* [Tasks to complete]
1 > Decide whether each statement below agrees with the article on the Iceland Airwaves festival, answering yes or no and quoting the deciding words: (a) Egill Tómasson began as an intern at the first Airwaves festival; (b) many venues used in the festival's early years no longer exist; (c) Faktorý was previously known as Grand Rokk.
2 > Translate this sentence from the article on the Iceland Airwaves festival into Spanish: "Egill Tómasson is the longest-serving member of the team behind Iceland Airwaves, having started as an intern at the second Airwaves ever in the year 2000."
3 > Copy the article on the Iceland Airwaves festival word for word, from "Published October 10, 2014" to "festival kicks off.".

* [Passage provided]
From Iceland — Making Airwaves Flow

Making Airwaves Flow

Published October 10, 2014

Egill Tómasson, on the evolution of the festival

Photo by
Hörður Sveinsson

Egill Tómasson, on the evolution of the festival

As the carnival of new music that is Iceland Airwaves approaches, the anticipation in the air is becoming palpable in Reykjavík. The festival pre-game is in full swing: there are posters all over town, the schedule and accompanying app have been launched, and the annual scramble for tickets that follows the inevitable “sold out!” announcement has begun. There’s a huge amount of behind-the-scenes work taking place in the final weeks before the festival kicks off.

Amongst the Airwaves organisers, one name will be particularly familiar to the production staff, venue owners, technicians and performers. Egill Tómasson is the longest-serving member of the team behind Iceland Airwaves, having started as an intern at the second Airwaves ever in the year 2000. Since then, his role has grown alongside the festival to include booking, Icelandic band relations and production. An unassuming, amiable guy peering from beneath the brim of a sports cap, Egill is an ever-present figure who helps turn the gears of the Airwaves machine.

The way it was

“When I started, Airwaves was in a big sports hall, with The Flaming Lips, Suede and some other big bands,” Egill says. “We had Faktorý [then known as Grand Rokk] and Gaukurinn and a few other venues. It was pretty much set up around that. But many of the venues we used back then no longer exist. That’s a big part of the Airwaves story—the venues that have come and gone.”

* [Supplied data]
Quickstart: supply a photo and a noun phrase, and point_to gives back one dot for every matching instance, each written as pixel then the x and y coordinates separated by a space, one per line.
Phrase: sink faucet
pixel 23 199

* [Full answers]
1 >
(a) No: "having started as an intern at the second Airwaves ever in the year 2000"
(b) Yes: "But many of the venues we used back then no longer exist."
(c) Yes: "Faktorý [then known as Grand Rokk]"

2 > Egill Tómasson es el miembro con más antigüedad del equipo detrás de Iceland Airwaves, ya que empezó como becario en la segunda edición de Airwaves, en el año 2000.

3 >
Published October 10, 2014

Egill Tómasson, on the evolution of the festival

Photo by
Hörður Sveinsson

Egill Tómasson, on the evolution of the festival

As the carnival of new music that is Iceland Airwaves approaches, the anticipation in the air is becoming palpable in Reykjavík. The festival pre-game is in full swing: there are posters all over town, the schedule and accompanying app have been launched, and the annual scramble for tickets that follows the inevitable “sold out!” announcement has begun. There’s a huge amount of behind-the-scenes work taking place in the final weeks before the festival kicks off.